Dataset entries
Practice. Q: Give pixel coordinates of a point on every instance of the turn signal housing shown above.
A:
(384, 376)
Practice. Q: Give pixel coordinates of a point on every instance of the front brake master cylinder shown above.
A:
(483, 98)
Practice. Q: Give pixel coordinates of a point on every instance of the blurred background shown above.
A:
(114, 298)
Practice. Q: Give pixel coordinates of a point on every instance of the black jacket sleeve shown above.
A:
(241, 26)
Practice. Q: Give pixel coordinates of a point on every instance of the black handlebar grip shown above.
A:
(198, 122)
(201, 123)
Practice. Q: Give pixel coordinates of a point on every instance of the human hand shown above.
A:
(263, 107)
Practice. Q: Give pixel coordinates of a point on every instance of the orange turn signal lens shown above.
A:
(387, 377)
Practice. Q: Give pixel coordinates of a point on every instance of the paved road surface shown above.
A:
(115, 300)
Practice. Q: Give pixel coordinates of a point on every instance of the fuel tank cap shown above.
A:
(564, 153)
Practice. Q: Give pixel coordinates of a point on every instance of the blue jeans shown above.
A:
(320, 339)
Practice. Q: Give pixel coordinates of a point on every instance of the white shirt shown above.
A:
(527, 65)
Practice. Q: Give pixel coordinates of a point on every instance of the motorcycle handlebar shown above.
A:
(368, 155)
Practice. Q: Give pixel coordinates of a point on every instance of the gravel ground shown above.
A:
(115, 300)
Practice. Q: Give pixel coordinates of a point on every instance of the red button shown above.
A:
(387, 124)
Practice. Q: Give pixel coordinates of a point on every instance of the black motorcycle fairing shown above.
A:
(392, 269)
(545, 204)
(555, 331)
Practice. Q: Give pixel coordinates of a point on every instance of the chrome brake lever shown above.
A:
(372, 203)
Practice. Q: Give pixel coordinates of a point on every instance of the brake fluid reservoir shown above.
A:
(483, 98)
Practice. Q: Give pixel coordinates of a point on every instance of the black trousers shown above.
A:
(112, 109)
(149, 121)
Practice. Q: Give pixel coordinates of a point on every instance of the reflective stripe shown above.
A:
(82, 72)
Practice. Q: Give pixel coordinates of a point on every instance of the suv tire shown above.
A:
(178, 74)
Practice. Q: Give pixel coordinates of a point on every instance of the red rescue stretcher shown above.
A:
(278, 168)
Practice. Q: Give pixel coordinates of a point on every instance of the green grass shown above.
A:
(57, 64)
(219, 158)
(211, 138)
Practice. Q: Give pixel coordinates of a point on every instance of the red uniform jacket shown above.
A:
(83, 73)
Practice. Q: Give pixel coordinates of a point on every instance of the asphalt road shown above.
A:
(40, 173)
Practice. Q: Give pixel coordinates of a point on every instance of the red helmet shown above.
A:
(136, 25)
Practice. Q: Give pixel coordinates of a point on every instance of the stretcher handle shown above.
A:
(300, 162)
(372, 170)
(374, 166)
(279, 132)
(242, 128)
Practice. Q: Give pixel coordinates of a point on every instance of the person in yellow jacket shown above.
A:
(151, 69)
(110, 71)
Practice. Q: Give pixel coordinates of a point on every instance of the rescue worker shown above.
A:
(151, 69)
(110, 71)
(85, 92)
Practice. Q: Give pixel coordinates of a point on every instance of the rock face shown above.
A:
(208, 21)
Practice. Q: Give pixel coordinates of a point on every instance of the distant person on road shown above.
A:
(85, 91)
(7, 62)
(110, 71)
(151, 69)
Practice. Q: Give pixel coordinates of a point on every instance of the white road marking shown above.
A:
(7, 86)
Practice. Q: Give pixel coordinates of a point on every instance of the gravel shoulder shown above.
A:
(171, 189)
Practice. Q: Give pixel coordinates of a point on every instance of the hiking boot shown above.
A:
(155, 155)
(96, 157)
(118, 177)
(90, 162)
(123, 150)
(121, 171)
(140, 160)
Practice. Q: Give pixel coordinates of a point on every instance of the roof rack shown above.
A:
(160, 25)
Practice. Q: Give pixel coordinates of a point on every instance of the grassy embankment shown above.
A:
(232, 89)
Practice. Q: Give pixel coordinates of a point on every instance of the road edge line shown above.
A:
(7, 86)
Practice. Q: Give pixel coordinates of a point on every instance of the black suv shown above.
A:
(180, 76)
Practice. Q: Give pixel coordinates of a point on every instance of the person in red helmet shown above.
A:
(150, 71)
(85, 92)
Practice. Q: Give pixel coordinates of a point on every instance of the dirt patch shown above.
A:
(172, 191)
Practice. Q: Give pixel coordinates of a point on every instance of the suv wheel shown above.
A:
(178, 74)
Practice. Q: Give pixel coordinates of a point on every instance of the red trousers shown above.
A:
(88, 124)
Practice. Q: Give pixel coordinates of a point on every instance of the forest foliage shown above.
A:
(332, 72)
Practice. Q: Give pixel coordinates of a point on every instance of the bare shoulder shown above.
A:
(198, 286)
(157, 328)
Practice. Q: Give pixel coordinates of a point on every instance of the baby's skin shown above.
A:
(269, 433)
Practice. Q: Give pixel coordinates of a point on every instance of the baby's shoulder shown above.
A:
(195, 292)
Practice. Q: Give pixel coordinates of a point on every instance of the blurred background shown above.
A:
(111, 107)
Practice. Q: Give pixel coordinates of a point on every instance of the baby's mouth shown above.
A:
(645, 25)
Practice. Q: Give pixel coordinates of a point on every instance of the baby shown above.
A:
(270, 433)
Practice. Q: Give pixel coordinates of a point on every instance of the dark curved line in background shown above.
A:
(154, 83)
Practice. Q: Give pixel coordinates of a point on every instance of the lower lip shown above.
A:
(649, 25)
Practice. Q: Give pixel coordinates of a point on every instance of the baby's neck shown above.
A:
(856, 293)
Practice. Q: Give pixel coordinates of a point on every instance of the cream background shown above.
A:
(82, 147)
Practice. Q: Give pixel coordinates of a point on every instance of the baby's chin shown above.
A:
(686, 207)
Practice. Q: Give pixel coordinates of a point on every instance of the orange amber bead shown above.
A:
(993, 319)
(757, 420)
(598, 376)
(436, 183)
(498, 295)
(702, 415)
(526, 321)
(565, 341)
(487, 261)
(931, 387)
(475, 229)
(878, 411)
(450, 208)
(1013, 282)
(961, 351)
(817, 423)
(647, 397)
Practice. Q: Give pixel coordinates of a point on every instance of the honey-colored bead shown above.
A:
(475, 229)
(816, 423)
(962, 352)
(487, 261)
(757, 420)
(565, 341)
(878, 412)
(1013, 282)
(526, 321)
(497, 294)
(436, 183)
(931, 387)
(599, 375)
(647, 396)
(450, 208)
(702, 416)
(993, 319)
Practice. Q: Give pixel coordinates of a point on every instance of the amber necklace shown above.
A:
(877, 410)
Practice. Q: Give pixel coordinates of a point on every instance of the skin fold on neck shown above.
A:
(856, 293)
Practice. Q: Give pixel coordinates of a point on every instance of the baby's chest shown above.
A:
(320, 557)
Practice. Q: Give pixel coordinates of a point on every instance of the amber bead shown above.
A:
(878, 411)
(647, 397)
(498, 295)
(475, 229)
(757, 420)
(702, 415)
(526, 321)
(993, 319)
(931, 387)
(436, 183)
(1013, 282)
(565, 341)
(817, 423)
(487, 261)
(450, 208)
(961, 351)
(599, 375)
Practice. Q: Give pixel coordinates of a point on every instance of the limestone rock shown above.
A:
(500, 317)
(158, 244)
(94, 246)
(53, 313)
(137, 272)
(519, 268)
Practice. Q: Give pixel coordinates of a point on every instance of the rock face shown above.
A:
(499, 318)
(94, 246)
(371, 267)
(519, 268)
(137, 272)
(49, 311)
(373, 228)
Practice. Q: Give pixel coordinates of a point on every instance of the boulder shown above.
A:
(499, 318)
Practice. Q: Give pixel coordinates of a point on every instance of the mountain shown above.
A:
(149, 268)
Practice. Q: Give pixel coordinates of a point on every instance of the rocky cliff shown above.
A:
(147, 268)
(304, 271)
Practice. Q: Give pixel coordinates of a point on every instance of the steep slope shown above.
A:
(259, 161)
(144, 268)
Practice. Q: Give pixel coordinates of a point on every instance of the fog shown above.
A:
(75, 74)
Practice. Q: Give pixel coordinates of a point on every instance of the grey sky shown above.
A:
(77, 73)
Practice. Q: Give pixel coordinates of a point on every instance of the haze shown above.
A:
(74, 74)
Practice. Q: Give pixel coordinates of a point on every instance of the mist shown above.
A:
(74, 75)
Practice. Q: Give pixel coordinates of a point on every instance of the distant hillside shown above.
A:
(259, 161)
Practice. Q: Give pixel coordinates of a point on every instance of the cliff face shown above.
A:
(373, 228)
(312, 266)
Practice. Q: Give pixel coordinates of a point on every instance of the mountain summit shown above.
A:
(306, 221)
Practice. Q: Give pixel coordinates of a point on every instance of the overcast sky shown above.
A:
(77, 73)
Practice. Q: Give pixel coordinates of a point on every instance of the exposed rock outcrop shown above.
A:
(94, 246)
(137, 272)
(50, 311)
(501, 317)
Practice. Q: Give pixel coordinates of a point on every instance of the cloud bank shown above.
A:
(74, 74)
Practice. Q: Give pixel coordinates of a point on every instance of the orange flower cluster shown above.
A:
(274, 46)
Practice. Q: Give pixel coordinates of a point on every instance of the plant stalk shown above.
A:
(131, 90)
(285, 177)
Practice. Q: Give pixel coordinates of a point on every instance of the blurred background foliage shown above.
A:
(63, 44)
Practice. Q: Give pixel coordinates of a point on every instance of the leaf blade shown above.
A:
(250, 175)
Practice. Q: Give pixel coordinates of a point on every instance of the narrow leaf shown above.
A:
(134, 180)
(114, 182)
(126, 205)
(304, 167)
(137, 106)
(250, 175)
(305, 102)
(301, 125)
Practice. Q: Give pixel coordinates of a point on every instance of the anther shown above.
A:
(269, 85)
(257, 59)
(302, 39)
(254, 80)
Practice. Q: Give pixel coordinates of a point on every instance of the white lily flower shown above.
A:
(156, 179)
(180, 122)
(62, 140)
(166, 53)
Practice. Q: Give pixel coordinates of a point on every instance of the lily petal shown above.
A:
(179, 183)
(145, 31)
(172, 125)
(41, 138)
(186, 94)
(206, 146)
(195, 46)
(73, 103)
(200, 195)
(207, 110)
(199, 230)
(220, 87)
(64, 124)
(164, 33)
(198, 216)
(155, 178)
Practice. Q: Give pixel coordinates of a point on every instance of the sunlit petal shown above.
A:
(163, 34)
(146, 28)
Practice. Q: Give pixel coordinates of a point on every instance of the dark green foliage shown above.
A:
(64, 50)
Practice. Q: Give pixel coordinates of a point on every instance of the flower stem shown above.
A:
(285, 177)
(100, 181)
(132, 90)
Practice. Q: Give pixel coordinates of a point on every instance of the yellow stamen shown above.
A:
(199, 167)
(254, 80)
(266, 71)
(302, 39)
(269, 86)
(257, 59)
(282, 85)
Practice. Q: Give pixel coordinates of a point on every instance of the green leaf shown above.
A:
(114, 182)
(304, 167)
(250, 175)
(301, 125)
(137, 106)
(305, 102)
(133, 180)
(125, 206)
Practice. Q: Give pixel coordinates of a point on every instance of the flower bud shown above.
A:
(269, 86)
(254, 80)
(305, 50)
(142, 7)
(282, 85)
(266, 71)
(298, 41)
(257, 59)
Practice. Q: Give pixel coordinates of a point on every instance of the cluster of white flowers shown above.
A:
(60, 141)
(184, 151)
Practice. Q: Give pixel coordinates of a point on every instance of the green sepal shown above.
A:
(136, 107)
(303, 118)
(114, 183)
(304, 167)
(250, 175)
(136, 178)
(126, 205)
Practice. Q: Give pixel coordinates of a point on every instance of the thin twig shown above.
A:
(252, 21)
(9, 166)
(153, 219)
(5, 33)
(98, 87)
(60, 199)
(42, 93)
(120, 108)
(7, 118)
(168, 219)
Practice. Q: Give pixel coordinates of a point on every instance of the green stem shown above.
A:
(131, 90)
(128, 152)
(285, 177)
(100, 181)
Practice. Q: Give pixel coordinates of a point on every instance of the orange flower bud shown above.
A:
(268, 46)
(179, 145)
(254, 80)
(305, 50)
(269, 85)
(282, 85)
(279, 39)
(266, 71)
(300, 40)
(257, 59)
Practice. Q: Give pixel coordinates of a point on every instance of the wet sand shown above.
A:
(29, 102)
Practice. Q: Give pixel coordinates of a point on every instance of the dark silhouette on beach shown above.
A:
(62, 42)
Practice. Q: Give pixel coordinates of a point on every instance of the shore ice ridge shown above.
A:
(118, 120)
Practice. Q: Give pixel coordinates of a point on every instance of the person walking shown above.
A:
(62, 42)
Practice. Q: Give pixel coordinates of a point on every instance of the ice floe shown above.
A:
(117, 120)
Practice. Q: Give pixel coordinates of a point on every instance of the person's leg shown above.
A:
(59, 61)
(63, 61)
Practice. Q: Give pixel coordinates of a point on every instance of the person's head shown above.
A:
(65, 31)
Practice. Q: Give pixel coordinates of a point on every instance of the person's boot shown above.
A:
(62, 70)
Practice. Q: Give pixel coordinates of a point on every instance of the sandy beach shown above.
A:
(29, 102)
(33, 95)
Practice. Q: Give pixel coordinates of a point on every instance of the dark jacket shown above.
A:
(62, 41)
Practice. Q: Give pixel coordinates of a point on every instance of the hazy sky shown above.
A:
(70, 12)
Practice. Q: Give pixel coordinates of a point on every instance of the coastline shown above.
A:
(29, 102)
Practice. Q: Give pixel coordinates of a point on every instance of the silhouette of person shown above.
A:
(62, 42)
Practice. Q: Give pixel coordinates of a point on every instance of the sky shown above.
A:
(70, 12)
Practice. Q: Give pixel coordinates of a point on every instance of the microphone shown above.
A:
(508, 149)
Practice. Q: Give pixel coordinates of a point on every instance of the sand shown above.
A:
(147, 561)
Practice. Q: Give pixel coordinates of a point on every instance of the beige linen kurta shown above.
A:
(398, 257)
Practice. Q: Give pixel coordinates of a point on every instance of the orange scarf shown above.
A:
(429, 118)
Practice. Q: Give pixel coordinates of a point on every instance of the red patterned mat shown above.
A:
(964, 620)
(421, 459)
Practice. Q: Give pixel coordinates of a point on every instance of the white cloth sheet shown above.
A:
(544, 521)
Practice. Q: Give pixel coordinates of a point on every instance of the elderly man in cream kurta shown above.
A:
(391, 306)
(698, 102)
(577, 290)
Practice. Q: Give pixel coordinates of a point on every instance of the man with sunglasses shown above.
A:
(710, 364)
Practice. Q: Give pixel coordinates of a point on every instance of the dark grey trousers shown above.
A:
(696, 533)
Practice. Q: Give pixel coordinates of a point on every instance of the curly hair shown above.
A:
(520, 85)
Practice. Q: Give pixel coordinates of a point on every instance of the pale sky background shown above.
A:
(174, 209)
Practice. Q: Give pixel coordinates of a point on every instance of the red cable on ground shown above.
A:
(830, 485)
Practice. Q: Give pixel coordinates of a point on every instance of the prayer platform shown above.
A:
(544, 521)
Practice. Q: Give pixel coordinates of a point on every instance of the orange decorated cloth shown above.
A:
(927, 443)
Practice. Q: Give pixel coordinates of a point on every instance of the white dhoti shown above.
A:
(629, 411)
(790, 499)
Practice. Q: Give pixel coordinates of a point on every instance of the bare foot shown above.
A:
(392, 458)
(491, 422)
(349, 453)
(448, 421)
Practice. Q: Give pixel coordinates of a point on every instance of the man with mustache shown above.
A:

* [EXERCISE REQUIREMENTS]:
All lines in the entries above that include "bead" should be found and copied.

* [ANSWER BOX]:
Practice. Q: Give pixel coordinates of a point on every instance of the orange amber bead shown above.
Practice. Q: Give pixel coordinates of a point on every instance of the honey-colored bead shown above.
Practice. Q: Give pixel coordinates of a point on every instance of the amber bead shown above.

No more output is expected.